>> START Passage shown

Long term spousal support arrangements are often the result of much hard-fought bargaining, which is why I always advise parties to include in their MSA an explicit and direct statement limiting the Court’s authority, post-judgment, to modify a carefully-crafted support plan.  Unless its authority is explicitly and directly limited either in the judgment or in some prior order, the Court ALWAYS has jurisdiction, post-judgment, to modify the amount and duration of spousal support.

Easily enough, however, parties sometimes forget to include in their MSA specific protective provisions regarding the Court’s jurisdiction.  And even in instances where they do address this issue, parties may not understand which jurisdictional model would serve them best.

Fortunately, these models are easy to describe and they all follow well-known paradigms of jurisdictional limitation and support termination.

Here they are:

Model I:  Hard and Absolute Termination of Jurisdiction and Payment:

Parties designate a ‘date certain’ or an ‘event contingent date’ for termination of support.  This date for termination of support cannot be modified at any point between the date when the order (or the judgment) is entered and the termination date itself.

The meaning of ‘date certain’ is self-evident.  ‘Event contingent date’ refers to a future date on which a specific event will occur.  Examples include ‘upon remarriage of the support recipient’ or ‘three months after the youngest child reaches 18 years of age.

Model II: Extendable, or ‘Soft’ Termination of Jurisdiction
and Payment:

This model is quite common—all too common, some might say, since parties often employ this model unwittingly and not always to their benefit.

Parties specify support termination either for a date certain or an event contingent date, but they also fail to address directly and explicitly the issue of the Court’s post-judgment authority to modify their support arrangements.

So the Court retains its post-judgment authority in this regard and upon a proper showing of changed circumstances and supporting facts, the Court can exercise this authority, if it so chooses, thereby extending support payment beyond the original, negotiated expectations of the parties.

Thus, the termination date in this model is ‘soft,’ since it remains open to modification by the Court, post-judgment.

But do keep in mind:   Although the Court in this instance has jurisdiction to modify amount and duration of support, post judgment, whether or not the Court chooses to exercise its authority will always depend on both facts and advocacy.

>> END Passage shown
>> START Input

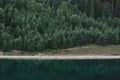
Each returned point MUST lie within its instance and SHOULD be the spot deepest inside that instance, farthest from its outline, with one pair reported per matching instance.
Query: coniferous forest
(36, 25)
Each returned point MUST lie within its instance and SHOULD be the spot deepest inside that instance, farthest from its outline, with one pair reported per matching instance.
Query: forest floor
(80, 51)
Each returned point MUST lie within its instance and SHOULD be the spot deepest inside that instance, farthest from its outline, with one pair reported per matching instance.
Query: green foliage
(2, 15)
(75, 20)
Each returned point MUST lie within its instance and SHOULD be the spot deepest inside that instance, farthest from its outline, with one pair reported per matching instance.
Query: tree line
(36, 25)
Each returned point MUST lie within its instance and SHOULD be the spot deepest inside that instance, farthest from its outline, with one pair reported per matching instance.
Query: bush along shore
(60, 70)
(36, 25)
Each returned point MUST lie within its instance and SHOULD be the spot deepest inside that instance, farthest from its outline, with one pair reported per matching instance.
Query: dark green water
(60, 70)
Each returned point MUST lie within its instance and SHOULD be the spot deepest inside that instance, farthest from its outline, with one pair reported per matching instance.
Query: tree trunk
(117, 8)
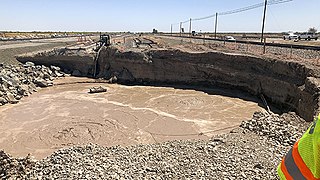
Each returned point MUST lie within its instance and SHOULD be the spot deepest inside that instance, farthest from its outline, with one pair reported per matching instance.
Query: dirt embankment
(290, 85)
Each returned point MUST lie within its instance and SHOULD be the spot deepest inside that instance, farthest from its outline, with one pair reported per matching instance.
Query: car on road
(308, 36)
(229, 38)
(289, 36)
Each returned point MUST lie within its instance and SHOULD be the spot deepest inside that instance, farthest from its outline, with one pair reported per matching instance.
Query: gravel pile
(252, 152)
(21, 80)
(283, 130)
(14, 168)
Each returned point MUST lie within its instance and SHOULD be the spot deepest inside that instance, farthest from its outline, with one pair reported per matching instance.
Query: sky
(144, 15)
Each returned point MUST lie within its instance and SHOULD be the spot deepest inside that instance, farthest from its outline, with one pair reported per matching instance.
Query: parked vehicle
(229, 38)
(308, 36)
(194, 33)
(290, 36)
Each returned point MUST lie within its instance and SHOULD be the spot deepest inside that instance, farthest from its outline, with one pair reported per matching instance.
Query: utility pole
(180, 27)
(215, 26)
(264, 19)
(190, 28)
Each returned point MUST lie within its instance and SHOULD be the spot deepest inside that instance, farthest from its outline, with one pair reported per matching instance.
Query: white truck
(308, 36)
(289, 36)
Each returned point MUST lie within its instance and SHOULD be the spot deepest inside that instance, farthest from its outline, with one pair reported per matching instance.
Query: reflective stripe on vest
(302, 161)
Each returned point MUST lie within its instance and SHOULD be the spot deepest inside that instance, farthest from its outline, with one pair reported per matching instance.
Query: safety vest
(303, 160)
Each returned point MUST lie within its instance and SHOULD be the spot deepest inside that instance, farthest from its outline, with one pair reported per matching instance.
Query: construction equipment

>> END Input
>> START Input

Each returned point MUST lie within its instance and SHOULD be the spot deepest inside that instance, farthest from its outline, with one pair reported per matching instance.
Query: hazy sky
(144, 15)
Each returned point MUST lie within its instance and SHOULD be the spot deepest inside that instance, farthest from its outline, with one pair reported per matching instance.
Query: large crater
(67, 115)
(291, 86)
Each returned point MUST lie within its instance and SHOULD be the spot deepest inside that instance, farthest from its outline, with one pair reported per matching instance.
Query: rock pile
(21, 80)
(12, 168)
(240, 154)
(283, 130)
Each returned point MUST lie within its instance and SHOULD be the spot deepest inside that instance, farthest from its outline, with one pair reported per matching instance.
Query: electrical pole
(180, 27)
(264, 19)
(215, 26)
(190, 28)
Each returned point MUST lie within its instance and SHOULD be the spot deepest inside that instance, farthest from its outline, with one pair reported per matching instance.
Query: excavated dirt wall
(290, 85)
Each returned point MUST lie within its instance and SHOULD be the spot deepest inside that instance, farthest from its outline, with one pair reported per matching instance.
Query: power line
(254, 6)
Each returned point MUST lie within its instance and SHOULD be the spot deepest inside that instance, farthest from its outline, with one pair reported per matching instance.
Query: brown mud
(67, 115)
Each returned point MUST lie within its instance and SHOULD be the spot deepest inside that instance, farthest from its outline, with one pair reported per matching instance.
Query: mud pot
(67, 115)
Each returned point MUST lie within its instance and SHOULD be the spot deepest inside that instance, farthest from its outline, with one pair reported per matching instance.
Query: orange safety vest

>> END Input

Direction 1:
Write out everything in the spousal support passage from "Fortunately, these models" down to "termination date itself.", word for word.
Direction 2:
Count the lines of the records that contain the string "pole", matching case exactly, and reply with only the number.

Complete output 1:
Fortunately, these models are easy to describe and they all follow well-known paradigms of jurisdictional limitation and support termination.

Here they are:

Model I:  Hard and Absolute Termination of Jurisdiction and Payment:

Parties designate a ‘date certain’ or an ‘event contingent date’ for termination of support.  This date for termination of support cannot be modified at any point between the date when the order (or the judgment) is entered and the termination date itself.

Complete output 2:
2